Supplied passage:
What Does 'Artificial' Mean in Drinks?
Let's breakdown what is meant by 'artificial' ingredients and also understand how "all natural" can mean synthetic.
If you have ever stared at a can in a bottle shop wondering whether artificial flavour is the same as synthetic, you are not alone. The question that unlocks the whole puzzle is this: What is the difference between artificial and synthetic ingredients in drinks? It sounds like a trick question because in everyday chat the words get used interchangeably, yet they point to slightly different ideas. In Australia, the label on your drink is guided by FSANZ (Food Standards Australia New Zealand) rules, supply-chain reality, and what will fit on a label without making your eyes glaze over. So, let us break it down in plain English, keep things local, and make it useful for your next Friday arvo shop.
Think of artificial as a category on a label that signals a flavouring or additive that does not come straight from plants or animals. Synthetic, on the other hand, describes how something is made in a lab, which can include ingredients that are chemically identical to what you would find in nature. Confusing at first, sure, but once you see artificial as a marketing and regulatory label, and synthetic as a method of manufacture, it starts to click. Along the way, we will show where Coco Loco Hard Seltzer fits, because fermenting young/green coconut water to create the alcohol base is a more involved process; it's the path that helps keep sugar low, ingredients simple, and the taste clean. The brand emphasises real juice and simple inputs (see product pages and nutrition panels for details: https://drinkcocoloco.com/products/pineapple-hard-seltzer).

Task details: Copy out the article on artificial and synthetic drink ingredients word for word, from its title to its final sentence.

Dataset section:
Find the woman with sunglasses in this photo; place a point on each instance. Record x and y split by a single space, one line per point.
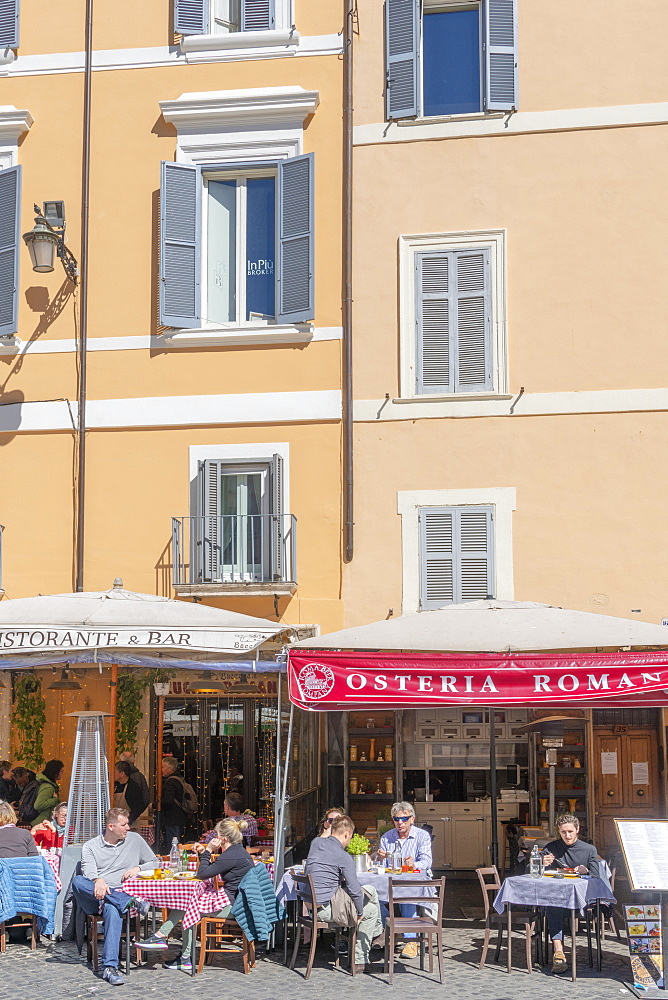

Correct result:
What Does 'Artificial' Mean in Drinks?
Let's breakdown what is meant by 'artificial' ingredients and also understand how "all natural" can mean synthetic.
If you have ever stared at a can in a bottle shop wondering whether artificial flavour is the same as synthetic, you are not alone. The question that unlocks the whole puzzle is this: What is the difference between artificial and synthetic ingredients in drinks? It sounds like a trick question because in everyday chat the words get used interchangeably, yet they point to slightly different ideas. In Australia, the label on your drink is guided by FSANZ (Food Standards Australia New Zealand) rules, supply-chain reality, and what will fit on a label without making your eyes glaze over. So, let us break it down in plain English, keep things local, and make it useful for your next Friday arvo shop.
Think of artificial as a category on a label that signals a flavouring or additive that does not come straight from plants or animals. Synthetic, on the other hand, describes how something is made in a lab, which can include ingredients that are chemically identical to what you would find in nature. Confusing at first, sure, but once you see artificial as a marketing and regulatory label, and synthetic as a method of manufacture, it starts to click. Along the way, we will show where Coco Loco Hard Seltzer fits, because fermenting young/green coconut water to create the alcohol base is a more involved process; it's the path that helps keep sugar low, ingredients simple, and the taste clean. The brand emphasises real juice and simple inputs (see product pages and nutrition panels for details: https://drinkcocoloco.com/products/pineapple-hard-seltzer).